» **DATA FOR ANALYSIS**:

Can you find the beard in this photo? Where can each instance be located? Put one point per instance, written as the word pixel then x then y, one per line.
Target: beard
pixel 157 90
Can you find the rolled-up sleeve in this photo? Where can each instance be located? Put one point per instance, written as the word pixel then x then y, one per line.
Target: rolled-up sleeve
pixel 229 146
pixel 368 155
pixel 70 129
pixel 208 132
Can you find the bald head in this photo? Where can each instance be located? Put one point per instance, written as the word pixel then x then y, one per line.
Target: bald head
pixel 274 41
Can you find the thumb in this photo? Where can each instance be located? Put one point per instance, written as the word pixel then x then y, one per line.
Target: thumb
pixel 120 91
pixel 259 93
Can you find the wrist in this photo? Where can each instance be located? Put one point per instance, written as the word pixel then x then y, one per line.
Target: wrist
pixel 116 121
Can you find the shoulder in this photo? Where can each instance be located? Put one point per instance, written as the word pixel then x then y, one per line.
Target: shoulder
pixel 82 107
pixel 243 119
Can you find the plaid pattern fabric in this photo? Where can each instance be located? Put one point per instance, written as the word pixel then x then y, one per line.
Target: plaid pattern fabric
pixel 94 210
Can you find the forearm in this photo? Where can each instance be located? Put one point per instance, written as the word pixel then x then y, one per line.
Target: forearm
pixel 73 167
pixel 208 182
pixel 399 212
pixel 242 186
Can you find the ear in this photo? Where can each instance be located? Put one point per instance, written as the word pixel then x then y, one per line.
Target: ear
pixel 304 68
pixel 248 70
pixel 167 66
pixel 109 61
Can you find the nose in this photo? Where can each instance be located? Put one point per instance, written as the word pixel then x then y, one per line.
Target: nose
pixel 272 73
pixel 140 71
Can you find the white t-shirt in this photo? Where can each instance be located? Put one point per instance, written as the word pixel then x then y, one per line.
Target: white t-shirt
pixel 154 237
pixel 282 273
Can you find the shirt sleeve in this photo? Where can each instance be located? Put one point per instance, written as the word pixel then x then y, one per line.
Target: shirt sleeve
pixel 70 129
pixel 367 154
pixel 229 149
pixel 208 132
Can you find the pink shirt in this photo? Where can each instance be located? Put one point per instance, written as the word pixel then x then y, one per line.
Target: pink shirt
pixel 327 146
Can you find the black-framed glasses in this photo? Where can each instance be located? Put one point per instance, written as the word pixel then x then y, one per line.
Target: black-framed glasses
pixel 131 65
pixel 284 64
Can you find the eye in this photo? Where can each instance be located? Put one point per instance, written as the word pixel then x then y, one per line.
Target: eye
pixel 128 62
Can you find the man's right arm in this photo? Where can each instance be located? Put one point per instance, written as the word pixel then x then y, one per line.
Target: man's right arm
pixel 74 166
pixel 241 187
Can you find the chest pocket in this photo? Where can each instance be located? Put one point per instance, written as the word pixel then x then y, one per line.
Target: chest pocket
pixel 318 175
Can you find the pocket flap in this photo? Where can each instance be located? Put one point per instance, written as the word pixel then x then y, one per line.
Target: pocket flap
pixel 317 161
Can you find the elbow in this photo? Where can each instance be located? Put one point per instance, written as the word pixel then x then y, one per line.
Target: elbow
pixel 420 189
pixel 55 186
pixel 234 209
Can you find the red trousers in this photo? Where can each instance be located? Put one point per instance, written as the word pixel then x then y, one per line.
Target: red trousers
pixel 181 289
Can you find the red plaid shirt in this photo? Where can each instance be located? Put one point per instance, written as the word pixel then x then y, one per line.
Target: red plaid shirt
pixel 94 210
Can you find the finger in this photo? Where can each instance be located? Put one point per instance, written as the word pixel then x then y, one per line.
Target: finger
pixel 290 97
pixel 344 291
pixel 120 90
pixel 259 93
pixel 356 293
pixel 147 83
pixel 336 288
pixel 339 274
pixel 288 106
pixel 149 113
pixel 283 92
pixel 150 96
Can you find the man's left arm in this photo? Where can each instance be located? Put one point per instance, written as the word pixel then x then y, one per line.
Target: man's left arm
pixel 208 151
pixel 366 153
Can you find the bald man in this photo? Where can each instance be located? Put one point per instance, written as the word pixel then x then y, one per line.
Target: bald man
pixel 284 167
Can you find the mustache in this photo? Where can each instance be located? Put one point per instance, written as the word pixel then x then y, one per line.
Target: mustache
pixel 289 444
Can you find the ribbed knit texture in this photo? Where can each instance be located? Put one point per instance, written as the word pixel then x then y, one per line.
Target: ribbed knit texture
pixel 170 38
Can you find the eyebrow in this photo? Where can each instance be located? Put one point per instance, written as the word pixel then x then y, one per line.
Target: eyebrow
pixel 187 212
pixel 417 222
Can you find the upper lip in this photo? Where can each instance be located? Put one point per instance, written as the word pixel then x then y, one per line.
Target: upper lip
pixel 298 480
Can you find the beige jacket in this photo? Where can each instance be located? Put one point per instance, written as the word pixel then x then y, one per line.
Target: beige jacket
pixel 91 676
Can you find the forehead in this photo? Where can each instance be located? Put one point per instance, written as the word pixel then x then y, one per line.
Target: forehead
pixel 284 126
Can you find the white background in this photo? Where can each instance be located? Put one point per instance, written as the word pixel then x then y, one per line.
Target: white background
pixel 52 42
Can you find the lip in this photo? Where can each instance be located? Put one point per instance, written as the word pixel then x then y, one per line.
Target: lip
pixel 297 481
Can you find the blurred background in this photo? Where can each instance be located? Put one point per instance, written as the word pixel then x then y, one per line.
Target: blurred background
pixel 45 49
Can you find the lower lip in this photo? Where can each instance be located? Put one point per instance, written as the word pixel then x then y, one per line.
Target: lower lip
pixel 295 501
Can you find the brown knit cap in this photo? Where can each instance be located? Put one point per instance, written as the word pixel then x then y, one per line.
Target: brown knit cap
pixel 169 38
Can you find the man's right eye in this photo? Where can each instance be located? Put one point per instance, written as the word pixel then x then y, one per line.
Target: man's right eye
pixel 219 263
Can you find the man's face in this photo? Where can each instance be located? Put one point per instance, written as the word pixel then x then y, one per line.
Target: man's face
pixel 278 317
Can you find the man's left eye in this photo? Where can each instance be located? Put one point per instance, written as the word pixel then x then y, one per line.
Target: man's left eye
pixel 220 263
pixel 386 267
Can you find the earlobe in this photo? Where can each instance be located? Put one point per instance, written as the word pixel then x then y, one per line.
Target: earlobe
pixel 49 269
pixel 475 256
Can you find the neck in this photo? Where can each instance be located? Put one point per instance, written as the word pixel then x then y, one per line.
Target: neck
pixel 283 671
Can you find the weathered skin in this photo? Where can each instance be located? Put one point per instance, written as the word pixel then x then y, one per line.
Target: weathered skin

» **TASK BRIEF**: Go through the listing and transcribe all of it exactly.

» **RESPONSE BELOW**:
Can you find the beard in this photo? Where can each instance be located? Put one point per instance, written as the word pixel then x then y, one per line.
Target: beard
pixel 157 90
Can you find the rolled-up sleeve in this photo? Where can each instance be located? Put one point per instance, written as the word pixel then x then y, one per line.
Target: rolled-up sleeve
pixel 229 146
pixel 368 155
pixel 70 129
pixel 208 132
Can you find the bald head in this photo? Where can each instance be located? Put one point per instance, written as the word pixel then x then y, one per line.
Target: bald head
pixel 274 41
Can you find the thumb in this photo? Where can each instance be located? Put one point per instance, written as the word pixel then x then y, one per line.
Target: thumb
pixel 120 91
pixel 259 93
Can you find the wrist in this photo? Where can each instance be located? Put one point per instance, written as the word pixel then x then y, one per line.
Target: wrist
pixel 116 121
Can you find the shoulder in this photo? Where can each instance be located? Put one point per instance, written as the word pixel then x then y, one per line.
Target: shoulder
pixel 82 107
pixel 243 119
Can you find the plaid pattern fabric in this photo? Where can each instance be located? Put one point per instance, written as the word pixel then x then y, one per line.
Target: plaid pattern fabric
pixel 94 210
Can you find the forearm in this photo? Where can each instance be located? Put one point per instance, written as the word pixel then x then y, one per line.
Target: forearm
pixel 73 167
pixel 208 182
pixel 399 212
pixel 242 186
Can you find the ear in this photo? Where can each instance be located? Put one point per instance, written as the word pixel then x then y, one per line.
Target: ear
pixel 304 68
pixel 248 70
pixel 167 66
pixel 109 61
Can you find the nose in this photo? Where can each instance be located? Put one point per instance, written as the word pixel then x then y, one per line.
Target: nose
pixel 272 73
pixel 140 71
Can you find the white t-shirt in this photo? Where can each instance be located? Put one point per instance, written as the word pixel then x then y, one per line.
Target: white t-shirt
pixel 154 237
pixel 282 273
Can you find the shirt sleeve in this photo? Where can each instance be located? Put one point per instance, written as the word pixel then x then y, one per line.
Target: shirt sleeve
pixel 70 129
pixel 367 154
pixel 229 149
pixel 208 132
Can you find the pink shirt in this photo? Where can each instance be located? Put one point per instance, written as the word pixel then x then y, one per line.
Target: pink shirt
pixel 327 146
Can you find the black-framed glasses in this photo? Where can each instance be located? Put one point per instance, written as the word pixel then x then y, one per line.
Target: black-framed glasses
pixel 131 65
pixel 284 64
Can you find the eye in this photo? Where can each instance be located? Put one point per instance, written as the word pixel then x then y, one per line.
Target: eye
pixel 128 62
Can you find the man's right arm in this photo? Where can each instance be located? Put one point per instance, written as the word pixel then x then y, one per line.
Target: man's right arm
pixel 74 166
pixel 241 187
Can you find the chest pocket in this photo? Where can each instance be located? Put one point per instance, written as the word pixel then x then y, one per line.
Target: chest pocket
pixel 318 175
Can you find the pocket flap in this photo? Where can each instance be located? Put one point per instance, written as the word pixel then x then y, one per line.
Target: pocket flap
pixel 317 161
Can you find the elbow in this photo? Where can each instance be located? Put one point per instance, written as the word pixel then x then y, one per line.
Target: elbow
pixel 420 189
pixel 55 186
pixel 234 209
Can you find the red trousers in this photo? Where can each instance be located? Put one point per instance, written as the word pixel then x then y, one per line.
Target: red trousers
pixel 181 289
Can you find the red plaid shirt in this photo? Where can each instance be located? Put one point per instance, written as the word pixel then x then y, one per line.
Target: red plaid shirt
pixel 94 210
Can you find the finger in this photo? Where can each instance be located? Put one point per instance, written as the word pixel then x then y, one per line.
Target: finger
pixel 290 97
pixel 344 291
pixel 120 90
pixel 259 93
pixel 356 293
pixel 147 83
pixel 336 288
pixel 339 274
pixel 288 106
pixel 149 113
pixel 283 92
pixel 150 96
Can you find the man's left arm in this photo? Where can each instance be located? Put one point per instance, written as the word pixel then x then y, one per line.
Target: man's left arm
pixel 208 151
pixel 366 153
Can you find the bald man in this photo? Where can each instance be located? Put one point per instance, written as the word pixel then x then y, one per line.
Target: bald man
pixel 284 167
Can you find the mustache in this photo? Where can each instance be located? Put one point per instance, written as the word pixel then x then y, one per line.
Target: mustache
pixel 289 444
Can you find the ribbed knit texture in this photo? Where can each instance be located? Put one point per instance, written as the word pixel then x then y, one per line.
Target: ribbed knit texture
pixel 170 38
Can you find the eyebrow in this photo? Where can each instance be located? Put one point per instance, written as the word pixel then x then y, one per line.
Target: eyebrow
pixel 187 212
pixel 417 222
Can you find the upper lip in this photo? Where can each instance be located? Put one point per instance, written as the word pixel then x then y, one per line.
Target: upper lip
pixel 298 480
Can you find the beige jacket in this photo? Where can each instance be located? Put one point per instance, written as the word pixel then x then y, one per line.
Target: beige jacket
pixel 91 676
Can you find the forehead in this photo? Where can each instance be located? Put one point per instance, written as the word pixel then x then y, one per line.
Target: forehead
pixel 284 126
Can you find the white background in this photo? Where can each instance be located? Put one point per instance, written as the word pixel then x then y, one per line.
Target: white background
pixel 52 42
Can you find the lip in this photo? Where can each instance be located? Put one point per instance, written as the word pixel then x then y, one per line.
Target: lip
pixel 297 481
Can you find the blurred background in this photo? Where can each instance be located? Put one point per instance, written as the word pixel then x then y, one per line.
Target: blurred background
pixel 45 49
Can you find the lower lip in this photo? Where can each instance be located? Put one point per instance, written as the word pixel then x then y, one per line.
Target: lower lip
pixel 295 501
Can you find the brown knit cap in this photo? Where can each instance be located? Put one point per instance, written as the word pixel then x then y, one per line.
Target: brown knit cap
pixel 169 38
Can you find the man's right eye in this photo? Where can each instance be located? Put one point per instance, written as the word pixel then x then y, one per line.
Target: man's right eye
pixel 219 263
Can you find the man's face in this photo? Where can each instance be located? Put one point per instance, written as the word pixel then x then y, one per line.
Target: man's face
pixel 278 317
Can you find the man's left eye in this photo? Where can each instance be located? Put one point per instance, written as the word pixel then x then y, one per line.
Target: man's left eye
pixel 220 263
pixel 386 267
Can you find the earlobe in this photo? Where can each instance be located? Put one point per instance, written as the word pixel then x then y, one per line.
Target: earlobe
pixel 49 269
pixel 475 256
Can you find the neck in this photo? Where can each instance be located? Put one point per instance, written as the word pixel then x then y, one per line.
Target: neck
pixel 283 671
Can you find the weathered skin in this photo? Where can each instance be located? Put one point per instance, written as the word pixel then x then y, one per line.
Target: weathered skin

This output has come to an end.